* THE EXERCISE
Transcribe the whole listing below without changing a word, but leave out every image.

--- begin RECORDS FOR THE EXERCISE ---

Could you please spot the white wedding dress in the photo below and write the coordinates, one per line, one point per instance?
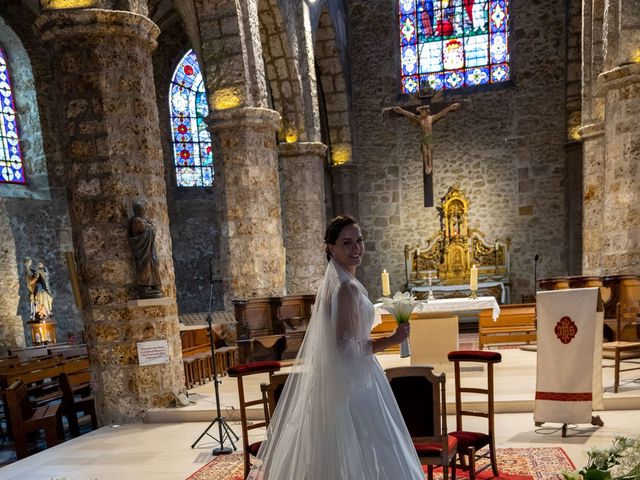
(337, 418)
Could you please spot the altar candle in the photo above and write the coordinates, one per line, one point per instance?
(474, 278)
(386, 289)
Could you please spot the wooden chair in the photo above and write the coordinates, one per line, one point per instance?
(239, 372)
(627, 326)
(24, 418)
(422, 400)
(469, 442)
(71, 404)
(271, 394)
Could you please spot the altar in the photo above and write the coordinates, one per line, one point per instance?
(434, 327)
(442, 263)
(457, 291)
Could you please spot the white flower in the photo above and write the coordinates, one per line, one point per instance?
(400, 306)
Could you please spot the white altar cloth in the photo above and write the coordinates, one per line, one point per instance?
(434, 327)
(452, 288)
(448, 306)
(569, 355)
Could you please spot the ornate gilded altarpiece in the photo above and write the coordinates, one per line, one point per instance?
(449, 254)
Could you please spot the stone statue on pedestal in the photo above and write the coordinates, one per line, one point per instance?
(142, 238)
(40, 295)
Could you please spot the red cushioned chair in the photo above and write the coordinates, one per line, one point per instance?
(423, 403)
(239, 372)
(470, 443)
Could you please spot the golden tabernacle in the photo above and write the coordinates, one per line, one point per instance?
(448, 255)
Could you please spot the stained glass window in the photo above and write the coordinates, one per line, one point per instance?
(448, 44)
(188, 106)
(11, 166)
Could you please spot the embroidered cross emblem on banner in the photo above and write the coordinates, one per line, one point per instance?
(565, 330)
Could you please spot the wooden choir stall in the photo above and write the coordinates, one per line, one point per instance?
(271, 328)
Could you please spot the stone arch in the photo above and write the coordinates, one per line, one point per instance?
(333, 87)
(24, 94)
(282, 71)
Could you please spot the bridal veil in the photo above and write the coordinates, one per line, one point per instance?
(337, 417)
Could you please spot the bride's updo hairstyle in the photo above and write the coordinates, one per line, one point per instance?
(334, 229)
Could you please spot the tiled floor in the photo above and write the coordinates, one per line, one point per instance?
(163, 450)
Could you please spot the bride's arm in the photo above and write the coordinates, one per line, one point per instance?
(398, 335)
(347, 318)
(345, 311)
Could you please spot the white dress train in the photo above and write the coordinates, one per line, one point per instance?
(337, 418)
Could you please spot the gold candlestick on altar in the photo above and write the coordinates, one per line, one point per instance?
(430, 296)
(473, 283)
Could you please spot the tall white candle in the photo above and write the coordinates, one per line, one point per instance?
(386, 289)
(474, 278)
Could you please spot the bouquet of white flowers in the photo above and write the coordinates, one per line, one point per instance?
(400, 307)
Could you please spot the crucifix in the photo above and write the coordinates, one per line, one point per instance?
(425, 119)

--- end RECORDS FOR THE EXERCISE ---

* FINISHED ANSWER
Could you please spot the white wedding dress in the photo below and write the coordinates, one per line, one point per instance?
(337, 418)
Could you please spot the altar candle in the photo above and write the coordinates, one per line, one point per instance?
(474, 278)
(386, 289)
Could you please spot the wooden chair in the photo above and write the coordinates, one per line, one point per instance?
(239, 372)
(627, 326)
(24, 418)
(422, 400)
(469, 442)
(71, 404)
(271, 394)
Could you please spot the altar in the photo above and write the coordinates, one per line, one point per instance?
(434, 327)
(442, 263)
(457, 291)
Could you please spot the white flower in the photo above and write the coordinates, one per line, one point per instance?
(400, 306)
Could you please spot the white altar cloth in the photo above and write the coordinates, one per line, one point per instance?
(434, 327)
(452, 288)
(448, 306)
(569, 355)
Could you please spot the ornate gilded altarpiece in the photo above and write the coordinates, one per line, one point per instance?
(449, 254)
Could you please spot the stone statue on pedestal in the photo above and write the coordinates, one per line, one point per instance?
(142, 238)
(40, 295)
Could you please spot the red cushioned chair in the photo above and write the coordinates, one per line, one point per instance?
(423, 403)
(239, 372)
(470, 443)
Could you please spot the golden tabernacle in the photo above and write the coordinates, one per line, one point per instance?
(448, 255)
Could you please spot the stained glass window in the photo above and write the coordinates, one per line, one point per instance?
(448, 44)
(188, 106)
(11, 166)
Could you please spot the embroidered cross emblem on banner in the photo above and write the coordinates, one per line, one point per instance?
(565, 330)
Could you please spot the wooden choir stall in the photo above and write the coordinates, one per line, one point per instance?
(271, 328)
Could you please spot the stone arch in the photo above and write the coordinates, one per line, one point per instance?
(333, 87)
(24, 94)
(282, 71)
Could you please spot the bridal veil in the photo above and write the coordinates, one per line, one point per instance?
(337, 417)
Could you please spot the bride's updo hairstyle in the photo above and write the coordinates, one per line, one point per instance?
(334, 229)
Could you please spot the tiled floor in the photo above and write the coordinates, one per line, one point per instance?
(163, 450)
Could you please spot the bride's arm in the photo above and write the coordinates, one per line, one point per instance?
(398, 335)
(347, 318)
(345, 311)
Could you please spot the white dress train in the photo above and write the coordinates, one per line, one point per instance?
(337, 418)
Could you please spot the gold candlestick on altar in the photo above and write the coordinates, one per line, one point per instance?
(430, 296)
(473, 283)
Could you please spot the tall white candle in the photo above and write the coordinates, one per line, one point per instance?
(386, 289)
(474, 278)
Could you please spot the bouquet of white flowers in the photo above and write the coordinates, one per line, one point per instance?
(400, 307)
Could you please spot the crucifix in the photo above and write the coordinates, one per line, one point per instance?
(425, 119)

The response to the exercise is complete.